さて今月の【健康づくりかわら版】をお届けします!

 

季節の変わり目“だるぅ”の正体

 

やっと夏の暑さが過ぎ去り、過ごしやすい行楽シーズンを迎えたはずなのに、なんだかやる気が出ない、憂鬱な気分になる等“怠さ”を感じていませんか?ここ数年、気象病という言葉をよく耳にするようになりました。
私たちの健康状態は、食事や運動、睡眠など、日々の生活習慣に大きく影響されますが、実は“天気”も健康状態を左右する重要な要因の一つと言えます。
特に気圧や気温の変化を繰り返す春や秋など季節の変わり目には、自律神経が乱高下することで疲弊しやすく、体内の環境を一定に保つ力が弱くなり様々な心身の不調を引き起こします。

そこで今回は『自律神経の整え方』に関するお話です。

パソコンを使用する女性
 

秋冬は、気分が落ち込みやすくなる?!

 

秋冬は日照時間が短くなることにより脳内の神経伝達物質のひとつであるセロトニンの分泌が減少します。セロトニンは、気分や感情の調節に関与しており、不足すると、うつ病、不眠、過食、慢性的なストレスや疲労感、めまい、頭痛、便秘などの症状が現れることがあります。

秋から冬にかけて憂うつな気分になる「秋バテ」「冬季うつ」などと呼ばれる季節性感情障害は、春頃には自然と症状が改善するため、自分がこの病気であると気づいていない場合もあるようです。

感情面が不安定になりやすい秋を元気に過ごすには、幸せホルモンと呼ばれるセロトニンの分泌量を増やすことが重要です。
セロトニンには、自律神経のバランスを調整する働きを高める作用があり、自律神経が整うとセロトニンの分泌量が増えるという、好循環がうまれ、徐々に不調を感じにくくなります。

 

幸福度をアップさせる秋の過ごし方

 

生活リズムを整えることや、規則的に食事をとること、食事をよく噛んで食べること、散歩やダンスなどの運動をすること、テンポが一定の音楽(ロックなど)を聴くことなど、リズムを刻む行動は、セロトニン分泌を促します。

その他にも次の行動は、セロトニンの増加が期待できます。

  • 十分な睡眠時間を確保し、良質な睡眠を心掛ける

  • 朝や昼に外に出て日光をあびる時間を増やす

  • トリプトファンを多く含む食材をとる
    (肉、魚、卵、大豆製品、乳製品、ナッツ類、穀類など)

  • 腸内環境を整える
    (加工食品を控え、発酵食品や食物繊維を多く摂る)

## 項目一覧

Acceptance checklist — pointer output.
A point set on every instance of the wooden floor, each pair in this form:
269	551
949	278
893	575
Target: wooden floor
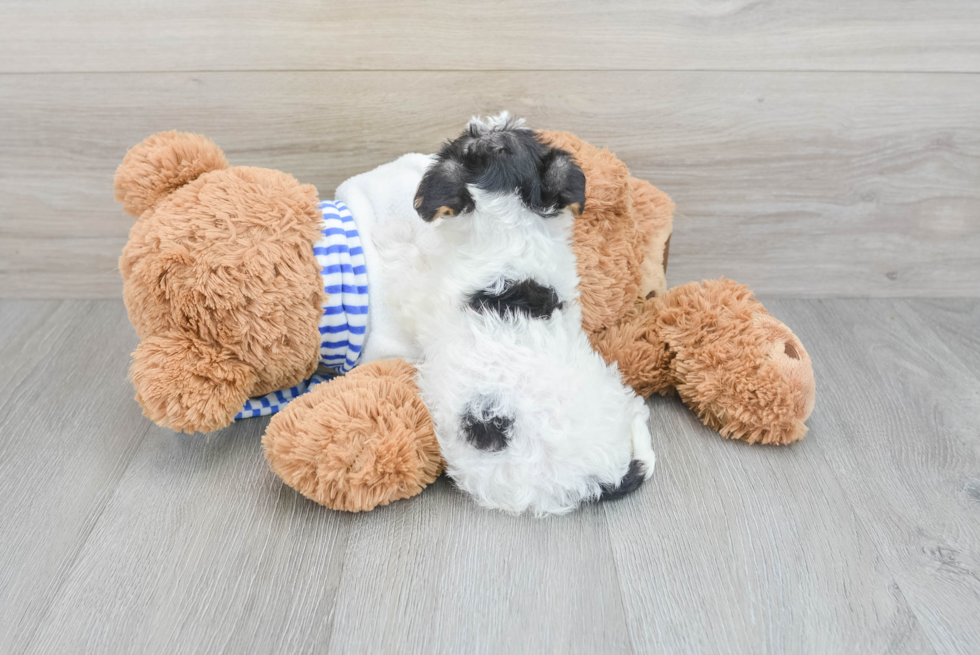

## 必要事項
秋の不調とセロトニンについての本文を、「発酵食品や食物繊維を多く摂る」で終わる箇所の後から続けなさい。 項目は本文とは別個の資料である。

## 演習解答
  • ストレッチや首周りを温めるなどして血行を促進する

  • 呼吸が浅くならないよう背筋を伸ばし正しい姿勢で過ごす

  • 口腔ケアを徹底し、口腔内を清潔に保つ

  • 意識的に口角をあげ、にっこり微笑む

  • 家族や友人との時間を大切にする

  • (感動する映画などで)涙を流す

  • 余裕をもって計画を立て、早めの大掃除をはじめる
セロトニン
 

“なんとなく不調”は、自律神経からのSOS

 

私たちは、自律神経という自動操縦モードのおかげで日々快適に生きていられるわけですが、自律神経は働きすぎると疲弊します。心拍数や血圧、呼吸、消化、排泄、代謝、免疫、体温調節など、生命維持にかかわるさまざまな機能を調整するために休むことなく働いてくれています。

自律神経には2種類あり、交感神経はアクセルの役割、副交感神経はブレーキの役割などと表現されます。

交感神経と副交感神経のバランスは、必ずどちらか一方が優位になるわけではなく、両方の働きが高い、または低い傾向にある場合もあります。
交感神経と副交感神経の働きが、同じくらいか、副交感神経がやや優位くらいのバランスがよく、なおかつ、どちらもが高い状態にあると不調を寄せ付けない最高の状態といえます。

アクセルだけ、ブレーキだけの車を想像してみてください。
安全運転のためには、アクセルとブレーキの両方がそれぞれ必要に応じてしっかり機能することが大切ですね。体調のコントロールにも同じことがいえます。

 

天気や時間帯にあわせて行動を変えてみよう

 

天気が心や体にもたらす不調は数えきれないほどありますが、それらすべてを総称して「気象病」と呼んでいます。

さまざまな疾患や痛みの根本的な原因は、血流障害にあります。
血流をよくするには、状況に合わせて自律神経の働きをサポートすることが大切です。
また、自律神経がしっかり働けるように、日々の生活リズムを整えておくことで、台風や急な天気の変化がある日も体調を崩すことなく快適に過ごせるようになります。

【晴れの日】:交感神経が優位になりやすい。
 心穏やかに過ごし、リラックスすることを意識するとよい。
 ・イライラや焦りを感じたら深呼吸をする
 ・時間に余裕を持ち、意識的にゆっくり行動する

晴

【くもり&雨の日】:副交感神経が優位になりやすい。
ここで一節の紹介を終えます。